- **Exercise**: Reproduce the records below, swapping every occurrence of "rough mask" for "coarse mask" and leaving everything else unchanged.

- **Records from a dataset**:

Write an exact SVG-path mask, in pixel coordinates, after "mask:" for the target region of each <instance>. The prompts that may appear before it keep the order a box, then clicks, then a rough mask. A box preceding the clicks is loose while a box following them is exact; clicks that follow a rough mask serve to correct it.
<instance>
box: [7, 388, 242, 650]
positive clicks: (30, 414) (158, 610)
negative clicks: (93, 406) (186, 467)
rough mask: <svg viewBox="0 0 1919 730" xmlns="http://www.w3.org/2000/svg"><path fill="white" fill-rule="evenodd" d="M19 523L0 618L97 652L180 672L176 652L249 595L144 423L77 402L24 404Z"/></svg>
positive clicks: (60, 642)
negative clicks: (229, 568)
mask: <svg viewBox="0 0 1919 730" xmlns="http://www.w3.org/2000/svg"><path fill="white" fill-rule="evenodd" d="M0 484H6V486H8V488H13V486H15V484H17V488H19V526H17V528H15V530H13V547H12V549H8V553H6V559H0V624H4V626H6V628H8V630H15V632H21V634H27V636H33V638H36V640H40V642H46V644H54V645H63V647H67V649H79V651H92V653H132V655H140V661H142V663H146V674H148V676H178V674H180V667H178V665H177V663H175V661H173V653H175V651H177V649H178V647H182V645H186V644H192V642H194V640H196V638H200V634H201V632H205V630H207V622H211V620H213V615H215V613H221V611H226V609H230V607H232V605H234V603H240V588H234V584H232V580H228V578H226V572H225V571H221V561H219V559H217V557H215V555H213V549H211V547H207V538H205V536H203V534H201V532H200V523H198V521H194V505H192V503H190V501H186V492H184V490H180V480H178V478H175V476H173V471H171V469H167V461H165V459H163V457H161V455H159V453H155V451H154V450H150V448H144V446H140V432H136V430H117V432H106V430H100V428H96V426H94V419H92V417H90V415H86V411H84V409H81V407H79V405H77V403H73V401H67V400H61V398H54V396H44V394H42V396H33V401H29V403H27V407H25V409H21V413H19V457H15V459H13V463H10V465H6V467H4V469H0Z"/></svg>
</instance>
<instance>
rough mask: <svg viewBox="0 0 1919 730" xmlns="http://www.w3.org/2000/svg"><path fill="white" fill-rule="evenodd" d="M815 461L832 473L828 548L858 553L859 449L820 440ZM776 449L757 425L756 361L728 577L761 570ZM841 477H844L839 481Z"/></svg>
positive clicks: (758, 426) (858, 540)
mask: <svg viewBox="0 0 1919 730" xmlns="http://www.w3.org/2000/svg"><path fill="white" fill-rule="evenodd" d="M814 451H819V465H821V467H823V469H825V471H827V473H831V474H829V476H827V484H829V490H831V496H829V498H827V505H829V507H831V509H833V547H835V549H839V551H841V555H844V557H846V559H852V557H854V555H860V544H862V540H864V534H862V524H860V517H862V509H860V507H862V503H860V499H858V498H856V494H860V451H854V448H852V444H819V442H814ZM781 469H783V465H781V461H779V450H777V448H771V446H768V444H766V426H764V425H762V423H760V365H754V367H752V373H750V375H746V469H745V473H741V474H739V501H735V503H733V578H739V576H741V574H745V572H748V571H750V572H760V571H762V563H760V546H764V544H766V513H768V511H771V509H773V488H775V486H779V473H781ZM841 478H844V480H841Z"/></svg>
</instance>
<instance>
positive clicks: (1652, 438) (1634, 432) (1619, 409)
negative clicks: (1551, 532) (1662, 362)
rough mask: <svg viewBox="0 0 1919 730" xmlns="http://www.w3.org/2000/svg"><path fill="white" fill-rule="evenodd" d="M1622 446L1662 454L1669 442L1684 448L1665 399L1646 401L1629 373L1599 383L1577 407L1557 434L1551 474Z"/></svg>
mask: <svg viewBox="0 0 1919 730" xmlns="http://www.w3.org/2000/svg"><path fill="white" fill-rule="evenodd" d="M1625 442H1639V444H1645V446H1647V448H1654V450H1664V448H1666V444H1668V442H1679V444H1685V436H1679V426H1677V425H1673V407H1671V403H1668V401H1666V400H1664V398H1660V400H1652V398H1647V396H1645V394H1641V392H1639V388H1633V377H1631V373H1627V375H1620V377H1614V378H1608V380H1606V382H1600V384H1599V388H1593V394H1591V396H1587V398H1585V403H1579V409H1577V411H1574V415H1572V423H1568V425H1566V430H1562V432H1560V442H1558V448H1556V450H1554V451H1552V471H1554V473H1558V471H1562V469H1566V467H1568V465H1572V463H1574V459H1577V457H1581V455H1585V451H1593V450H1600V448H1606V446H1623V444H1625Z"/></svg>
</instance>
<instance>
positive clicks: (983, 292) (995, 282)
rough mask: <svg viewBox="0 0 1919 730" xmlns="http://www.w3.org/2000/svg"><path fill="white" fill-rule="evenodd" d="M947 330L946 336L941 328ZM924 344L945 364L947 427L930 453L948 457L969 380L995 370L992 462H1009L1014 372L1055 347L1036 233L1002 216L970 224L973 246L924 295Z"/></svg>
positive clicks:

- **Answer below**:
Write an exact SVG-path mask, in pixel coordinates, after "mask:" for the target region of each <instance>. The prompts that may appear before it keep the order a box, then clicks, then a coarse mask. A box preceding the clicks is loose while a box following them is exact; clicks that follow a coarse mask serve to correct it.
<instance>
box: [7, 388, 242, 650]
positive clicks: (30, 414) (158, 610)
negative clicks: (93, 406) (186, 467)
coarse mask: <svg viewBox="0 0 1919 730" xmlns="http://www.w3.org/2000/svg"><path fill="white" fill-rule="evenodd" d="M19 523L0 618L97 652L180 672L176 652L249 595L144 423L77 402L24 404Z"/></svg>
positive clicks: (60, 642)
negative clicks: (229, 568)
mask: <svg viewBox="0 0 1919 730" xmlns="http://www.w3.org/2000/svg"><path fill="white" fill-rule="evenodd" d="M0 484H6V486H8V488H13V486H15V484H17V488H19V526H17V528H15V530H13V547H12V549H8V553H6V559H0V624H4V626H6V628H8V630H15V632H21V634H27V636H33V638H36V640H40V642H46V644H54V645H63V647H67V649H79V651H92V653H132V655H140V661H142V663H146V674H148V676H178V674H180V667H178V665H177V663H175V661H173V653H175V651H177V649H178V647H182V645H186V644H192V642H194V640H196V638H200V634H201V632H205V630H207V622H211V620H213V615H215V613H221V611H226V609H230V607H232V605H234V603H240V588H234V584H232V580H228V578H226V572H225V571H221V561H219V559H217V557H215V555H213V549H211V547H207V538H205V536H203V534H201V532H200V523H198V521H194V505H192V503H190V501H186V492H184V490H180V480H178V478H175V476H173V471H171V469H167V461H165V459H163V457H161V455H159V453H155V451H154V450H150V448H144V446H140V432H136V430H117V432H106V430H100V428H96V426H94V419H92V417H90V415H86V411H84V409H81V407H79V405H77V403H73V401H67V400H61V398H54V396H44V394H42V396H33V401H29V403H27V407H25V409H21V413H19V457H15V459H13V463H10V465H6V467H4V469H0Z"/></svg>
</instance>
<instance>
coarse mask: <svg viewBox="0 0 1919 730" xmlns="http://www.w3.org/2000/svg"><path fill="white" fill-rule="evenodd" d="M815 461L832 473L828 548L858 553L859 449L820 440ZM776 449L757 425L756 361L728 577L761 570ZM841 477H844L839 481Z"/></svg>
positive clicks: (758, 426) (858, 540)
mask: <svg viewBox="0 0 1919 730" xmlns="http://www.w3.org/2000/svg"><path fill="white" fill-rule="evenodd" d="M814 451H819V465H821V467H823V469H825V471H827V473H831V474H829V476H827V484H829V490H831V496H829V498H827V505H829V507H831V509H833V547H835V549H839V551H841V555H844V557H846V559H852V557H854V555H860V544H862V540H864V534H862V524H860V517H862V509H860V507H862V503H860V499H858V498H856V494H860V451H854V448H852V444H819V442H814ZM781 469H783V465H781V461H779V450H777V448H771V446H768V444H766V426H764V425H762V423H760V365H754V367H752V373H750V375H746V469H745V473H741V474H739V501H735V503H733V578H739V576H741V574H745V572H748V571H750V572H760V571H762V563H760V546H764V544H766V513H768V511H771V509H773V488H775V486H779V473H781ZM841 478H844V480H841Z"/></svg>
</instance>
<instance>
positive clicks: (1652, 438) (1634, 432) (1619, 409)
negative clicks: (1551, 532) (1662, 362)
coarse mask: <svg viewBox="0 0 1919 730" xmlns="http://www.w3.org/2000/svg"><path fill="white" fill-rule="evenodd" d="M1622 446L1662 454L1669 442L1684 448L1665 399L1646 401L1629 373L1599 383L1577 407L1557 434L1551 474Z"/></svg>
mask: <svg viewBox="0 0 1919 730" xmlns="http://www.w3.org/2000/svg"><path fill="white" fill-rule="evenodd" d="M1625 442H1639V444H1645V446H1647V448H1654V450H1664V448H1666V444H1668V442H1679V444H1685V436H1679V426H1677V425H1673V407H1671V403H1668V401H1666V400H1664V398H1660V400H1652V398H1647V396H1645V394H1641V392H1639V388H1633V377H1631V373H1627V375H1620V377H1614V378H1608V380H1606V382H1600V384H1599V388H1593V394H1591V396H1587V398H1585V403H1579V409H1577V411H1574V415H1572V423H1568V425H1566V430H1562V432H1560V442H1558V448H1556V450H1554V451H1552V471H1554V473H1558V471H1562V469H1566V467H1568V465H1572V463H1574V459H1577V457H1581V455H1585V451H1593V450H1600V448H1606V446H1623V444H1625Z"/></svg>
</instance>
<instance>
positive clicks: (983, 292) (995, 282)
coarse mask: <svg viewBox="0 0 1919 730" xmlns="http://www.w3.org/2000/svg"><path fill="white" fill-rule="evenodd" d="M947 330L946 336L941 328ZM924 344L945 364L947 427L930 453L948 457L969 380L995 370L992 462H1009L1014 372L1055 347L1036 233L1002 216L970 224L973 246L924 295Z"/></svg>
positive clicks:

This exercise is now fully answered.